(Data extracted from a collection)
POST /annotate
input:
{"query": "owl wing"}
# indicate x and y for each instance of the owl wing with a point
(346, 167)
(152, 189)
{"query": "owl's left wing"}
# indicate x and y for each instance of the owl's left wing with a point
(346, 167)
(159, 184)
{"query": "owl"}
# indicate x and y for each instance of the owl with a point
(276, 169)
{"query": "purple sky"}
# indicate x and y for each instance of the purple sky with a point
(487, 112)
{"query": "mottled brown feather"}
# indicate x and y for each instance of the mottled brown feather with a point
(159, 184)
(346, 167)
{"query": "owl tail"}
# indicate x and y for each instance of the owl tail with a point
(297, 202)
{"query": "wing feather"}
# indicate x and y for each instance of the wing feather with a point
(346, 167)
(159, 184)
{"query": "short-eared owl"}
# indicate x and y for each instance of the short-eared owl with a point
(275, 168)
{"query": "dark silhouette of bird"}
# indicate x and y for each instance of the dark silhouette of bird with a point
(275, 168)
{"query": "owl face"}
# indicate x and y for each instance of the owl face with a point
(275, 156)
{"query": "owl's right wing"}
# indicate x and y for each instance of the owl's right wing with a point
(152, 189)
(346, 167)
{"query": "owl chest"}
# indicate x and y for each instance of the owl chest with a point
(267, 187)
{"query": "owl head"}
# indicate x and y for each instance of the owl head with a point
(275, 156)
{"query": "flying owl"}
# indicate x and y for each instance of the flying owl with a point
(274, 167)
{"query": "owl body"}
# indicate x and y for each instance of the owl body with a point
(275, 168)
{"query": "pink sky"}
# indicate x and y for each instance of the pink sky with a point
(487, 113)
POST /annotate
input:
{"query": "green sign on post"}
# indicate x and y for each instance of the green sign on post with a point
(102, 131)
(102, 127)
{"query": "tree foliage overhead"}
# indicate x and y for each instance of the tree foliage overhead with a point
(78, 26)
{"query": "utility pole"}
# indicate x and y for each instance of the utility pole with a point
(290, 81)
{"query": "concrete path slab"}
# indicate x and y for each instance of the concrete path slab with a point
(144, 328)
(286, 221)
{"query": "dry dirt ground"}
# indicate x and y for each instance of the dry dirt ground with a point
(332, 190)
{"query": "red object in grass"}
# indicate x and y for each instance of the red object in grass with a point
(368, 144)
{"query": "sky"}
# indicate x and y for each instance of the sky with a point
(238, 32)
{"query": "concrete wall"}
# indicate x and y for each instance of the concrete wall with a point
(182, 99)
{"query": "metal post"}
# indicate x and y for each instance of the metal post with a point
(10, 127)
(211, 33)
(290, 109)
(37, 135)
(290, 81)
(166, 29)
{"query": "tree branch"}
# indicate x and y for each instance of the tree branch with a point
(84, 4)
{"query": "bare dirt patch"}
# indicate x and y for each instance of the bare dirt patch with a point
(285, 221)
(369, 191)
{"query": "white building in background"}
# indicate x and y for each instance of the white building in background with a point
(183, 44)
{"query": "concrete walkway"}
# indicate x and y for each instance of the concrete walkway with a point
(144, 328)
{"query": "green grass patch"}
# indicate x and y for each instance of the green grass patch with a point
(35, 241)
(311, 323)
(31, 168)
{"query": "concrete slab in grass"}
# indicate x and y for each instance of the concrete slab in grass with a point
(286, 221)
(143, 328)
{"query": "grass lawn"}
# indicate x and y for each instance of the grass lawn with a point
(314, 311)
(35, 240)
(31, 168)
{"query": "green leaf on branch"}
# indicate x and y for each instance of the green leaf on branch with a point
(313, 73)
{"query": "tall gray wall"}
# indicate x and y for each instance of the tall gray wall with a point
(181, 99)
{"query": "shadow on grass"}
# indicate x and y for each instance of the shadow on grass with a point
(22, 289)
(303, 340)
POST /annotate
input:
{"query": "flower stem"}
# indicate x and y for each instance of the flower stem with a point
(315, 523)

## Your task
Every record should be printed again exactly as it reads.

## Response below
POST /annotate
input:
{"query": "owl wing"}
# indicate x and y for each instance of the owl wing with a point
(346, 167)
(152, 189)
{"query": "owl's left wing"}
# indicate x and y for each instance of the owl's left wing with a point
(346, 167)
(159, 184)
{"query": "owl"}
# indicate x and y for each instance of the owl with a point
(276, 169)
{"query": "purple sky"}
# indicate x and y for each instance of the purple sky with a point
(487, 112)
{"query": "mottled brown feather"}
# indicate x and y for each instance of the mottled brown feather with a point
(159, 184)
(346, 167)
{"query": "owl tail"}
# indicate x and y for each instance of the owl tail with a point
(297, 202)
{"query": "wing feather"}
# indicate x and y for each instance of the wing feather with a point
(346, 167)
(159, 184)
{"query": "short-eared owl"}
# indicate x and y for each instance of the short-eared owl with a point
(275, 168)
{"query": "dark silhouette of bird"}
# indicate x and y for each instance of the dark silhouette of bird with a point
(275, 168)
{"query": "owl face"}
# indicate x and y for each instance of the owl face with a point
(275, 156)
{"query": "owl's right wing"}
# indicate x and y for each instance of the owl's right wing with a point
(152, 189)
(346, 167)
{"query": "owl chest"}
# indicate x and y for each instance of the owl chest with a point
(267, 187)
{"query": "owl head"}
# indicate x and y for each instance of the owl head with a point
(275, 156)
{"query": "flying owl"}
# indicate x and y for each instance of the flying owl with a point
(274, 167)
{"query": "owl body"}
# indicate x and y for each instance of the owl body with a point
(275, 168)
{"query": "pink sky"}
# indicate x and y for each instance of the pink sky with a point
(487, 113)
POST /annotate
input:
{"query": "green sign on post"}
# indicate x and y for each instance of the green sign on post with a point
(102, 131)
(102, 127)
{"query": "tree foliage overhead"}
# indicate x and y for each instance of the tree foliage overhead with a point
(78, 26)
{"query": "utility pole"}
# indicate x and y for each instance of the utility pole with a point
(290, 81)
{"query": "concrete path slab"}
# indicate x and y for each instance of the concrete path slab with a point
(144, 328)
(286, 221)
{"query": "dry dirt ground"}
# indicate x and y for each instance of the dry dirt ground with a point
(332, 190)
{"query": "red object in grass"}
# indicate x and y for each instance of the red object in grass with a point
(368, 144)
{"query": "sky"}
# indicate x and y for each instance of the sky with a point
(238, 32)
{"query": "concrete wall"}
# indicate x and y for each instance of the concrete wall with a point
(182, 99)
{"query": "metal post"}
# indicate x and y for each instance of the metal post with a point
(10, 127)
(211, 33)
(290, 109)
(37, 135)
(290, 81)
(166, 29)
{"query": "tree branch"}
# indicate x and y for each instance of the tree branch with a point
(84, 4)
{"query": "bare dirt patch"}
# indicate x and y for each instance of the bare dirt patch with a point
(285, 221)
(369, 191)
{"query": "white building in background"}
# indicate x and y for each instance of the white building in background with a point
(183, 44)
{"query": "concrete walkway"}
# indicate x and y for each instance of the concrete walkway with a point
(144, 328)
{"query": "green grass patch"}
# indicate x and y for each instance of the green grass patch with a point
(35, 241)
(311, 323)
(31, 168)
{"query": "concrete slab in grass"}
# indicate x and y for each instance of the concrete slab in grass with a point
(286, 221)
(143, 328)
{"query": "grass lawn"}
# indicate x and y for each instance of the grass lawn with a point
(314, 311)
(35, 240)
(31, 168)
{"query": "green leaf on branch"}
# indicate x and y for each instance of the green leaf on branch with a point
(313, 73)
{"query": "tall gray wall"}
# indicate x and y for each instance of the tall gray wall with a point
(181, 99)
{"query": "shadow on grass"}
# indicate x and y for each instance of the shadow on grass with a point
(22, 289)
(303, 340)
POST /annotate
input:
{"query": "flower stem"}
# indicate x and y for each instance of the flower stem with a point
(315, 523)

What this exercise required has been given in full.